§ **HOW TO COMPLETE THIS TASK**
What lines below contain the string "target"? List them all.

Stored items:
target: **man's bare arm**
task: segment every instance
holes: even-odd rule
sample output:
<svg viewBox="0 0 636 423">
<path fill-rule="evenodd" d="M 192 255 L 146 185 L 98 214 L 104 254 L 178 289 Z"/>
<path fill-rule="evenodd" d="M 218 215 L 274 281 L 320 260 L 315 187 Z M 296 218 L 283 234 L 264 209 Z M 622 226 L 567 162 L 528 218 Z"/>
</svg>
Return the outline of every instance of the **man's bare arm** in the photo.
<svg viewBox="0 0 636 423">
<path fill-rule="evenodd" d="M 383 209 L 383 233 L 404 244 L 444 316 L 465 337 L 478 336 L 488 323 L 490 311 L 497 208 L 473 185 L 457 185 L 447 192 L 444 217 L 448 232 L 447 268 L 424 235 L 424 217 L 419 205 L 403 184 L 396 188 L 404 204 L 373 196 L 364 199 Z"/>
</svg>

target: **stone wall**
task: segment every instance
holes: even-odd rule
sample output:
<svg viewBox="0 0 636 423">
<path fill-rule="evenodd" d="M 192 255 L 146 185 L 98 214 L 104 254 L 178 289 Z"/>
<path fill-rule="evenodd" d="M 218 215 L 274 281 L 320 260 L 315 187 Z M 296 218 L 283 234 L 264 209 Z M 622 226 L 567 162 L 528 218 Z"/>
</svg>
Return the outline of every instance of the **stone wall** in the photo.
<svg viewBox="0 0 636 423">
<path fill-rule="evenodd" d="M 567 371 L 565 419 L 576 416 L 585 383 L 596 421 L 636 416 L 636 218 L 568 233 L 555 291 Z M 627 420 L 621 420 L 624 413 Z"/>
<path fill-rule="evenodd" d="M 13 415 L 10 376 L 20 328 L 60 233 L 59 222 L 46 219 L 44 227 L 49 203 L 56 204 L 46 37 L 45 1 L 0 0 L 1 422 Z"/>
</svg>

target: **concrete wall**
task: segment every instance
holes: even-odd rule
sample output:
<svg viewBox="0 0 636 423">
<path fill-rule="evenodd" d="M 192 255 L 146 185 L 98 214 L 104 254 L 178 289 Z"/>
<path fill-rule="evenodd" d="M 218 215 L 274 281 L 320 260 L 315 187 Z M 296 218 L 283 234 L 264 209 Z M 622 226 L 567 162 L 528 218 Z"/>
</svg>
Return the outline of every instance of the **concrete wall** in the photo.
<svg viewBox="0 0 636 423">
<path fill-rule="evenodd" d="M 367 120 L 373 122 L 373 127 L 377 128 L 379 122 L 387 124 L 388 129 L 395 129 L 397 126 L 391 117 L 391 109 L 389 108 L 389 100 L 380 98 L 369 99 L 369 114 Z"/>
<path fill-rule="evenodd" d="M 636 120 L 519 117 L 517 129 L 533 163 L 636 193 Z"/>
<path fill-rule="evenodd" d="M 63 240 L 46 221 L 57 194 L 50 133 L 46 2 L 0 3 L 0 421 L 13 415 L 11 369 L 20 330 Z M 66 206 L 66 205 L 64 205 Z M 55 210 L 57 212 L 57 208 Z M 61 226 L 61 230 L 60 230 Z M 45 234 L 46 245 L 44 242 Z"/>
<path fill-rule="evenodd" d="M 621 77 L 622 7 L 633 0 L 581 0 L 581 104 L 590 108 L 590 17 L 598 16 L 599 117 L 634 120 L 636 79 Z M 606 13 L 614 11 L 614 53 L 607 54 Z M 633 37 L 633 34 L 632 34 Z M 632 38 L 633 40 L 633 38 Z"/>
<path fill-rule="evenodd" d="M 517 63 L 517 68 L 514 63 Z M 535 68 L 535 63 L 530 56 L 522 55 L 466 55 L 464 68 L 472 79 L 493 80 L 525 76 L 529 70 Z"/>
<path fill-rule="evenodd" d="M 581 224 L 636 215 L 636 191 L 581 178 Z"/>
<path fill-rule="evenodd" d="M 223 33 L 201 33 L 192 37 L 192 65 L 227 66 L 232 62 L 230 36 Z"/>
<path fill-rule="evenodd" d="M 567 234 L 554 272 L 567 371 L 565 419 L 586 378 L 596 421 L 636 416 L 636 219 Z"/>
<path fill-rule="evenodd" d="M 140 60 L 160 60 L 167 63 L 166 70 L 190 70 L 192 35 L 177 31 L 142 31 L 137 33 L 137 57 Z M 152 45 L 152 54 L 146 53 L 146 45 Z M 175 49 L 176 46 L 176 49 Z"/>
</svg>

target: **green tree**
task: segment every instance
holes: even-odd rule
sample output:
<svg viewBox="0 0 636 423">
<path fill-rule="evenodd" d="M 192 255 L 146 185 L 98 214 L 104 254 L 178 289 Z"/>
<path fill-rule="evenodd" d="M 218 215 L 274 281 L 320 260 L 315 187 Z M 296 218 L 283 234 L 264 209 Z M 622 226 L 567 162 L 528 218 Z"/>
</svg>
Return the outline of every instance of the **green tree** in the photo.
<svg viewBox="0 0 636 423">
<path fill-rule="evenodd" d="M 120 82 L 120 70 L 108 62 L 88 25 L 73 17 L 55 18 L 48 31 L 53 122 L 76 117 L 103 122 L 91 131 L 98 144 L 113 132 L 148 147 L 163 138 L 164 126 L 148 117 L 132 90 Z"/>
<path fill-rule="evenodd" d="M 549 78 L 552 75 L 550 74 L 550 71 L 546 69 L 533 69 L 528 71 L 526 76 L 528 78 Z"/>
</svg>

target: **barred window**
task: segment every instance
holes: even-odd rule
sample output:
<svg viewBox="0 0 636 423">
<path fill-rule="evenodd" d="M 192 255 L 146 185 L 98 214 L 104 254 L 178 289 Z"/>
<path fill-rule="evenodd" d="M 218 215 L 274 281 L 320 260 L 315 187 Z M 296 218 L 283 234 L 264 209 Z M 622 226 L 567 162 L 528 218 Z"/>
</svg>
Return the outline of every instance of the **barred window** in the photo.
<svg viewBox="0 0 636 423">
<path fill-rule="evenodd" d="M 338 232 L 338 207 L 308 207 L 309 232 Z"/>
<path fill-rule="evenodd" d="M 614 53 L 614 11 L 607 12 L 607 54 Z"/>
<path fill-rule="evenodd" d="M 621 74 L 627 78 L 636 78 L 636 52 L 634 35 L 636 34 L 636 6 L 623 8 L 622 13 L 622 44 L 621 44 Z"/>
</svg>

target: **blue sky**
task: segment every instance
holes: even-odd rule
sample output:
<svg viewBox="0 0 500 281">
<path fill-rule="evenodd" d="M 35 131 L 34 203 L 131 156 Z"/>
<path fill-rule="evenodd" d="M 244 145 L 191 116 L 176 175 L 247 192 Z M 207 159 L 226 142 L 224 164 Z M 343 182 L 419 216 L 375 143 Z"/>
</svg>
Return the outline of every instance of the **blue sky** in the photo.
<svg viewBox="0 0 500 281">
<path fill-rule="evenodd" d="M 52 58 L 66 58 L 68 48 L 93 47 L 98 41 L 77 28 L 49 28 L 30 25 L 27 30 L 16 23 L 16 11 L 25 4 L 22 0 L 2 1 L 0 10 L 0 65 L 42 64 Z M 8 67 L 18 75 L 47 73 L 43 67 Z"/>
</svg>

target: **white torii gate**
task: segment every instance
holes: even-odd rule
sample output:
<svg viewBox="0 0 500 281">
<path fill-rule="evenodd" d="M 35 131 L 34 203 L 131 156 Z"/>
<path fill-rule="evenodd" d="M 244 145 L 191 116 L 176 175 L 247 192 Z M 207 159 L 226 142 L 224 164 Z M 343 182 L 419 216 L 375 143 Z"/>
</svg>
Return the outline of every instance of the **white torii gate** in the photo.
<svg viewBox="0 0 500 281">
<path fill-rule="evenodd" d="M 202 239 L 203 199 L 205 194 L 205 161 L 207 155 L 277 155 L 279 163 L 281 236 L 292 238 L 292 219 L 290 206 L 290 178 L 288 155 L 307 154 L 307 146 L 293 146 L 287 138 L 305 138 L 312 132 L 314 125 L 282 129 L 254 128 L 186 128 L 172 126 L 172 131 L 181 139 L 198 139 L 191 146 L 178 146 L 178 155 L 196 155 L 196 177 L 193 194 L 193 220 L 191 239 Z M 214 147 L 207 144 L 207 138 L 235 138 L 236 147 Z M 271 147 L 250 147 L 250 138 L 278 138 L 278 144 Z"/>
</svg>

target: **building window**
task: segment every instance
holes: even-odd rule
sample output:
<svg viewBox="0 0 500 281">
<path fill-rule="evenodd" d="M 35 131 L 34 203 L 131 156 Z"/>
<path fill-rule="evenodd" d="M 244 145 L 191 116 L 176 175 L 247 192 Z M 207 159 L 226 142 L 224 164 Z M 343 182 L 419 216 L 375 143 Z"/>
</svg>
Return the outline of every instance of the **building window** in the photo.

§ **SOLUTION FOR THIS PROBLEM**
target: **man's bare arm**
target: **stone wall**
target: **concrete wall**
target: **green tree**
target: **barred window**
target: **blue sky**
target: **white torii gate**
target: **building window**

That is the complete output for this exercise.